Exercise description: Give as output the line that contains "of the long", followed by every remaining line of the entries, unchanged and with nothing added.

Record set:
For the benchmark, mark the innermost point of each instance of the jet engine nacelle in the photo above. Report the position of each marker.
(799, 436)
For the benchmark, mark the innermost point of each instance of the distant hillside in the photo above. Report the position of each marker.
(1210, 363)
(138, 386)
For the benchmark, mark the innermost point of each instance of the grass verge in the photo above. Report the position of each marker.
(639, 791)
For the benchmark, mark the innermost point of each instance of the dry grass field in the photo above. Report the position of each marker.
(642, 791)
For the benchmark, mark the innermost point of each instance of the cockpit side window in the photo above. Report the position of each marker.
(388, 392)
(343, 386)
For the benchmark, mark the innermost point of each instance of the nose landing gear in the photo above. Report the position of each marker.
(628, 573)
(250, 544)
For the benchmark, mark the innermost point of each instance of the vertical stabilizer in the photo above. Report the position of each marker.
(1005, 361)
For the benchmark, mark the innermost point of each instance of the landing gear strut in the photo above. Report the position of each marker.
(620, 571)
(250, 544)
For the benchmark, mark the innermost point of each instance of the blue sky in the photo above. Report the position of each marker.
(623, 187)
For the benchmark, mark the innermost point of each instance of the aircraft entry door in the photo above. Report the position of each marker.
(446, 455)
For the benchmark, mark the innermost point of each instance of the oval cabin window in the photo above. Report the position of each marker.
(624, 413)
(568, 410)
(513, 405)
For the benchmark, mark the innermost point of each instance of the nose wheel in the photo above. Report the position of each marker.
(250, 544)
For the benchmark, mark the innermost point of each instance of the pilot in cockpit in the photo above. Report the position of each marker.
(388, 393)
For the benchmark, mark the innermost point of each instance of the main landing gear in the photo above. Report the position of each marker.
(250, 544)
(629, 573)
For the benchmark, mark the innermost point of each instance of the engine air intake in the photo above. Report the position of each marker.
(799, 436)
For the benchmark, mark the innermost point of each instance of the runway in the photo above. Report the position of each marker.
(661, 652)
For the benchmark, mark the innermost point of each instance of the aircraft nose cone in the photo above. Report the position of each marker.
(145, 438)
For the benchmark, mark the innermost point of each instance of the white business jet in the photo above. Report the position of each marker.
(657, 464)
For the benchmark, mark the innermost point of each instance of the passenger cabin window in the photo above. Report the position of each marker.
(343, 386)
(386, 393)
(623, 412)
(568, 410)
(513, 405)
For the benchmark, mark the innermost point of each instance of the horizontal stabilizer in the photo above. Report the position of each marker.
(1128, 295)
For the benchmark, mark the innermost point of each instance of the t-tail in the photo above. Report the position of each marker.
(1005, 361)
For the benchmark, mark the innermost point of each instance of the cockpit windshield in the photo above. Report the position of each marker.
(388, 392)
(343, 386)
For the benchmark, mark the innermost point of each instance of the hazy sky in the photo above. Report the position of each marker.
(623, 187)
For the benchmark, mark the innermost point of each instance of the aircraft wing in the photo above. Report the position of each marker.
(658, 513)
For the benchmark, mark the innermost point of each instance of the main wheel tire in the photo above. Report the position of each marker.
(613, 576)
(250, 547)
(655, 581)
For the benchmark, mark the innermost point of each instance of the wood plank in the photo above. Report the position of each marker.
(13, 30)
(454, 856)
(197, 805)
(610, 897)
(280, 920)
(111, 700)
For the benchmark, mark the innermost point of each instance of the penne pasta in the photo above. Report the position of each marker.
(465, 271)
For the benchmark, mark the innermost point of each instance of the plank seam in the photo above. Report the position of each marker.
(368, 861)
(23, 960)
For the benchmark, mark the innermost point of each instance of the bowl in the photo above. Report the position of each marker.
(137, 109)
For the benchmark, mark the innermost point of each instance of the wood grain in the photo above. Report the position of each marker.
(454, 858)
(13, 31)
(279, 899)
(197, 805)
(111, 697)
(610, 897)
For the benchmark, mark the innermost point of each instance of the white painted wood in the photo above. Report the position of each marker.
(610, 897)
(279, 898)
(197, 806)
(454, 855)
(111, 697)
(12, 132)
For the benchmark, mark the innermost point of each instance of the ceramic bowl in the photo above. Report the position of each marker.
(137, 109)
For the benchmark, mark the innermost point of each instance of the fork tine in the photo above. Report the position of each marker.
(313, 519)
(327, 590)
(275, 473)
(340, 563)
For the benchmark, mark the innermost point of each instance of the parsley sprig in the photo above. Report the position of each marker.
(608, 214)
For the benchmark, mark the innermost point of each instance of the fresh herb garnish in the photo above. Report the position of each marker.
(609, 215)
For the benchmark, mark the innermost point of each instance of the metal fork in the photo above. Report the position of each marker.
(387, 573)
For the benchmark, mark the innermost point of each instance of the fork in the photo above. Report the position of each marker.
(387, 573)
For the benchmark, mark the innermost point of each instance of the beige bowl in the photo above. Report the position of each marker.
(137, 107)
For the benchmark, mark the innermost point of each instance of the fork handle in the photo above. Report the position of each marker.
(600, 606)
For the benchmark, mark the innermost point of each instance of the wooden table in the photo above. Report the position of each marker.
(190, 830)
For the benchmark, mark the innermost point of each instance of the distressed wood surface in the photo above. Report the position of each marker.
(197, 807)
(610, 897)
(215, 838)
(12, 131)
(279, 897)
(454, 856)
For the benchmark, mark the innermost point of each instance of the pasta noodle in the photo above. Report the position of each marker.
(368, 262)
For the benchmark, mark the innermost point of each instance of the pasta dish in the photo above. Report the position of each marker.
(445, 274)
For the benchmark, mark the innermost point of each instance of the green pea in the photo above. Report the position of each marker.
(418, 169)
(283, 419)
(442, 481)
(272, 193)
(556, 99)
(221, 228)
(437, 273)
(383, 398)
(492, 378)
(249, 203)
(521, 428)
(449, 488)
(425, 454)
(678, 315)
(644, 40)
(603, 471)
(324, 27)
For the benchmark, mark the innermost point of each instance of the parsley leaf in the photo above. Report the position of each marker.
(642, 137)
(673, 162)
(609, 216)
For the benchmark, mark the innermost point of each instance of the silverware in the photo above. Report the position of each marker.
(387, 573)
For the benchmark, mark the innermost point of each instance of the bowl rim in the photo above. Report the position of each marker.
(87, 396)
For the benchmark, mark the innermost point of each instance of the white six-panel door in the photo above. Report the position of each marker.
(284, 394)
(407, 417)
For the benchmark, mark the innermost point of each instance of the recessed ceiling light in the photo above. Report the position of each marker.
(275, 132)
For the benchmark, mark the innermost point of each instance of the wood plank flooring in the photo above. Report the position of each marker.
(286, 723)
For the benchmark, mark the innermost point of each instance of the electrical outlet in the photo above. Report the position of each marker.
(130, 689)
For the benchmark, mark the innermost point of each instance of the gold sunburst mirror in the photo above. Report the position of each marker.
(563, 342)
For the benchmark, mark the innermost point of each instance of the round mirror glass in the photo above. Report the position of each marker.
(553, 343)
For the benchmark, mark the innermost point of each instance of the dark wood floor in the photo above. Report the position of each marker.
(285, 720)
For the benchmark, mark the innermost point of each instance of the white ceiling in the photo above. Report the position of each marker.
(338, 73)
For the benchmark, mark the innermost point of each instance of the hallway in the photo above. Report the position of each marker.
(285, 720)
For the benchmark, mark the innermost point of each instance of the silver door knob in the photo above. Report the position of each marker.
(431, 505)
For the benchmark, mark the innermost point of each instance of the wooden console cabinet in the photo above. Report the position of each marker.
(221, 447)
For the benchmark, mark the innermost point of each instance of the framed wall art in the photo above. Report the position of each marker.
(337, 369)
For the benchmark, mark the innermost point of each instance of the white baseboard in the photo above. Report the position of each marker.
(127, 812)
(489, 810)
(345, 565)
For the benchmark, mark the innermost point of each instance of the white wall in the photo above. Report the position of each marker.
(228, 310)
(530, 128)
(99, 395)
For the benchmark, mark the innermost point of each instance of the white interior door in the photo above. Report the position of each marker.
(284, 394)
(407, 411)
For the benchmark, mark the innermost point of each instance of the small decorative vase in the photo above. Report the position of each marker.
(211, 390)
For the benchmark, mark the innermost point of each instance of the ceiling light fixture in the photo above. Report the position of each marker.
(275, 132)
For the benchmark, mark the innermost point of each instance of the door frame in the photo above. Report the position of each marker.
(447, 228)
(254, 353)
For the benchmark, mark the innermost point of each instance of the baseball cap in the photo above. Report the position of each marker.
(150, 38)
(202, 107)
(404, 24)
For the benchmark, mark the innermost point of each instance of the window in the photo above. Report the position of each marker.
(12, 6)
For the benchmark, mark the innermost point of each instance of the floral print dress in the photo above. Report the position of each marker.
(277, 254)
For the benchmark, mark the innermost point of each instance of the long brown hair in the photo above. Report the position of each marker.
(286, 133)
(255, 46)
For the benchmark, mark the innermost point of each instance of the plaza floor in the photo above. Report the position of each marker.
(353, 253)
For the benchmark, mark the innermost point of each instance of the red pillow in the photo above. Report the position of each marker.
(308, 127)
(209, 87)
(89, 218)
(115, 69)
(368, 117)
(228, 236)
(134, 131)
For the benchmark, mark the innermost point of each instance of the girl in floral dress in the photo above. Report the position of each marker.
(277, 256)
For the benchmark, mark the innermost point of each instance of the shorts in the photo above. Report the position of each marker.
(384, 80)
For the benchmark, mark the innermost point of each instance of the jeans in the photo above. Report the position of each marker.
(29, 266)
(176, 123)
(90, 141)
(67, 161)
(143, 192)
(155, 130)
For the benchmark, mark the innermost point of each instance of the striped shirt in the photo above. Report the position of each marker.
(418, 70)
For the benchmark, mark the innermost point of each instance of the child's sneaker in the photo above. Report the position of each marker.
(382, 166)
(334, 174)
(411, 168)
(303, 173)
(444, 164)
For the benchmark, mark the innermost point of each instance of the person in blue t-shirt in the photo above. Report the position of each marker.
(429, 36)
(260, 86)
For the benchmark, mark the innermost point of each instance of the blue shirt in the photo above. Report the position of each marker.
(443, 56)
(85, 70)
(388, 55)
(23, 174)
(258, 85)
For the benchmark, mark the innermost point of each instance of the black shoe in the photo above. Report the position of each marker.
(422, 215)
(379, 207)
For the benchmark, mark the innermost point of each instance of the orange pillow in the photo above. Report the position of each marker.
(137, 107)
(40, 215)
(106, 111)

Solution:
For the benchmark, mark the innermost point of each instance of the long brown hair in the photo above. Report the position of each marker.
(286, 133)
(255, 46)
For the benchmark, mark the innermost point of each instance of the plaza floor in the photo above. Report the position of each marker.
(353, 253)
For the benchmark, mark the innermost point of each instance of the red pillow in the photo above. Report the position of each marker.
(308, 127)
(209, 87)
(89, 218)
(115, 69)
(368, 117)
(228, 236)
(134, 131)
For the benchmark, mark the innermost point of each instance of the girl in floral dress in the photo above. Report the position of each marker.
(277, 256)
For the benchmark, mark the innermost point of each instance of the shorts in the photo above. Report the position of each marker.
(384, 80)
For the benchmark, mark the innermost point of each instance of the jeans in the photo above. Report the position of each marker.
(29, 266)
(176, 123)
(90, 141)
(67, 161)
(143, 192)
(155, 130)
For the benchmark, mark the innermost point of each instance of the striped shirt in the photo above. Report the position of each marker.
(418, 70)
For the benchmark, mark the innermost point of each instance of the child's sneaker in the photo above. Report the position of each marker.
(382, 166)
(334, 174)
(411, 168)
(303, 173)
(444, 164)
For the benchmark, mark the innermost point of each instance of the person in blue t-shirt in the photo above. Report the position of each marker.
(429, 36)
(260, 86)
For the benchmark, mark the innermost point of each instance of the blue shirt in the photo above. Report the position of each marker.
(443, 56)
(85, 70)
(388, 55)
(23, 174)
(258, 85)
For the benchmark, mark the innermost point of each instance of the black shoe in the photo above. Report the position of each marker.
(422, 215)
(379, 207)
For the benchmark, mark the innermost point of each instance of the orange pillow in the photo above. Report the position of each marker.
(137, 107)
(40, 215)
(106, 111)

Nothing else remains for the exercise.